Directions
**A.** Translate this sentence from the Erlang walkthrough into Spanish: "Note that here we are actually passing an argument in and we have defined an interface function."
**B.** In the Erlang walkthrough, what restart strategy does the init function of es_client_sup set?
**C.** Write out the passage of the Erlang walkthrough starting at "So, here is" and ending at "supervisor:start_child(?MODULE, [ListenSocket]).".

Document segment
________________________________________

You can then think in terms of "an es_client sent a message to an es_java_node to query [thingy]" instead of trying to keep things straight like "a server_server asked a java_server_client to server_server the service_server" (which is literally how stupid things get if you don't keep your naming principles straight in terms of inner-system perspective).
Blah blah blah...
So, here is the es_client_sup:
-module(es_client_sup).
-behaviour(supervisor).
-export([start_acceptor/1]).
-export([start_link/0]).
-export([init/1]).
start_acceptor(ListenSocket) ->
supervisor:start_child(?MODULE, [ListenSocket]).
start_link() ->
supervisor:start_link({local, ?MODULE}, ?MODULE, none).
init(none) ->
RestartStrategy = {simple_one_for_one, 1, 60},
Client = {es_client,
{es_client, start_link, []},
temporary,
brutal_kill,
worker,
[es_client]},
{ok, {RestartStrategy, [Client]}}.
Are you picking up a pattern? I wasn't kidding when I said that "supervisors should be boring..." :-) Note that here we are actually passing an argument in and we have defined an interface function. That is so we have a logicalish place to call if we need a socket acceptor to start.
Fourth: The Client Service Itself
Let's look at the client manager:
-module(es_client_man).
-behavior(gen_server).
-export([listen/1, ignore/0]).
-export([start_link/0]).
-export([init/1, handle_call/3, handle_cast/2, handle_info/2,
code_change/3, terminate/2]).
-record(s, {port_num = none :: none | inet:port_number(),
listener = none :: none | gen_tcp:socket()}).
listen(PortNum) ->
gen_server:call(?MODULE, {listen, PortNum}).
ignore() ->
gen_server:cast(?MODULE, ignore).
start_link() ->
gen_server:start_link({local, ?MODULE}, ?MODULE, none, []).
init(none) ->
ok = io:format("Starting.~n"),
State = #s{},
{ok, State}.
handle_call({listen, PortNum}, _, State) ->
{Response, NewState} = do_listen(PortNum, State),
{reply, Response, NewState};
handle_call(Unexpected, From, State) ->
ok = io:format("~p Unexpected call from ~tp: ~tp~n", [self(), From, Unexpected]),
{noreply, State}.

________________________________________

Data shown

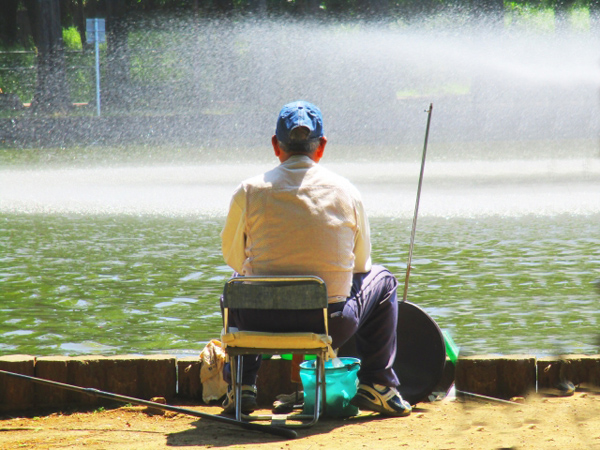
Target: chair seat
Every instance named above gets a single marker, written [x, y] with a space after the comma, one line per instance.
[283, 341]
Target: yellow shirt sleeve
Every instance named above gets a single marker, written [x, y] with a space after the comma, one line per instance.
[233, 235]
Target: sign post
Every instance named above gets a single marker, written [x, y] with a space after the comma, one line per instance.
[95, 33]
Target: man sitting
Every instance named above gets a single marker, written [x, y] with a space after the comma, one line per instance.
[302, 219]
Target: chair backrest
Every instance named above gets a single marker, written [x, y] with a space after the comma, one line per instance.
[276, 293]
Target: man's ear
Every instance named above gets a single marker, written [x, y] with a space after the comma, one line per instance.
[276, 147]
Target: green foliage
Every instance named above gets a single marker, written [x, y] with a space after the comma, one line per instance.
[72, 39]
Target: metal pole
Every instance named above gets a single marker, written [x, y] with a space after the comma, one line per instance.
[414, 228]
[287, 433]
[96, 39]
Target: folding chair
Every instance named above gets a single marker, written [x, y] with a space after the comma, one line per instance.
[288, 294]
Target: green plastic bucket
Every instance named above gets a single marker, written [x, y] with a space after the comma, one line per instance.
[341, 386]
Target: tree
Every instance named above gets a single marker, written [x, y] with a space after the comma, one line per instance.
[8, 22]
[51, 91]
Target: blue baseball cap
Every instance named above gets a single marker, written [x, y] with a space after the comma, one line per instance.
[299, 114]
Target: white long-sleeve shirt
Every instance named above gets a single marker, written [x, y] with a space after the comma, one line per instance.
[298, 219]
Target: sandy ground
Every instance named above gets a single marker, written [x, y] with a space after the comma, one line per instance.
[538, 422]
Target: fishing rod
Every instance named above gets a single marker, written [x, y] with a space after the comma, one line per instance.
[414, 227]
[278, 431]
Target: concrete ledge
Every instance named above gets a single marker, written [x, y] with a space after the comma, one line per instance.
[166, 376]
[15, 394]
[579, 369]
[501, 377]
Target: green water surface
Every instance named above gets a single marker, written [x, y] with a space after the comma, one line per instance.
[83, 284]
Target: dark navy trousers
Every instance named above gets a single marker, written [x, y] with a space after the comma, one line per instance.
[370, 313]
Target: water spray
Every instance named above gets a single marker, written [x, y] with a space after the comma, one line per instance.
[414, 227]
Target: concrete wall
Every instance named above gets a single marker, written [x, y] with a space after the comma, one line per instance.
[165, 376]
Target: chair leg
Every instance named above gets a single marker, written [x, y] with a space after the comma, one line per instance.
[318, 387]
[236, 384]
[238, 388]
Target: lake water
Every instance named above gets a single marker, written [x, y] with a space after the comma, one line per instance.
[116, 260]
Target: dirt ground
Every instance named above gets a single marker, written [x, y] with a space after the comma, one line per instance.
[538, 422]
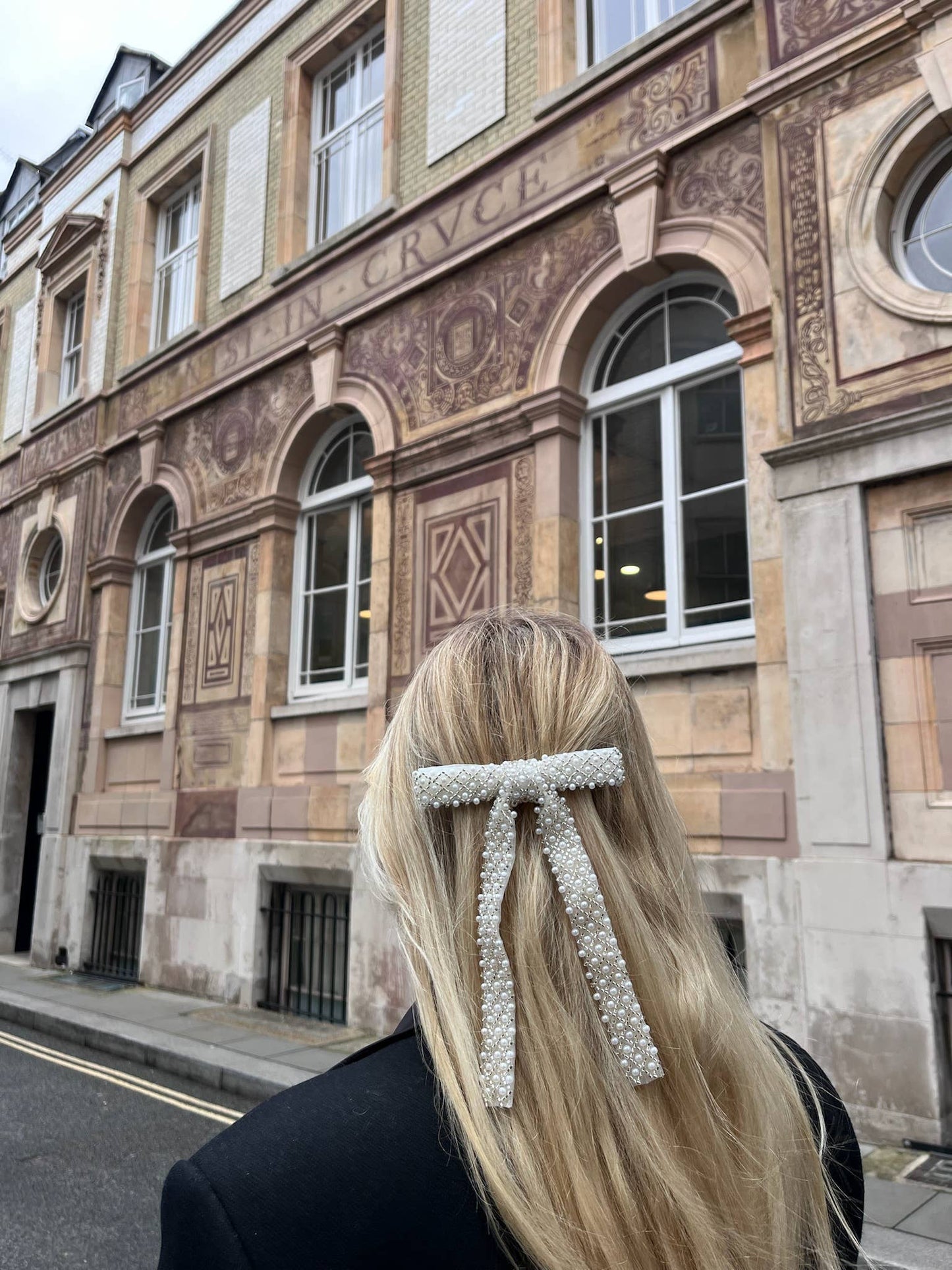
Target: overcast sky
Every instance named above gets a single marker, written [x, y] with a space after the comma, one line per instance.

________________________________________

Solutions below
**A.** Observa que aquí en realidad estamos pasando un argumento y hemos definido una función de interfaz.

**B.** {simple_one_for_one, 1, 60}

**C.**
So, here is the es_client_sup:
-module(es_client_sup).
-behaviour(supervisor).
-export([start_acceptor/1]).
-export([start_link/0]).
-export([init/1]).
start_acceptor(ListenSocket) ->
supervisor:start_child(?MODULE, [ListenSocket]).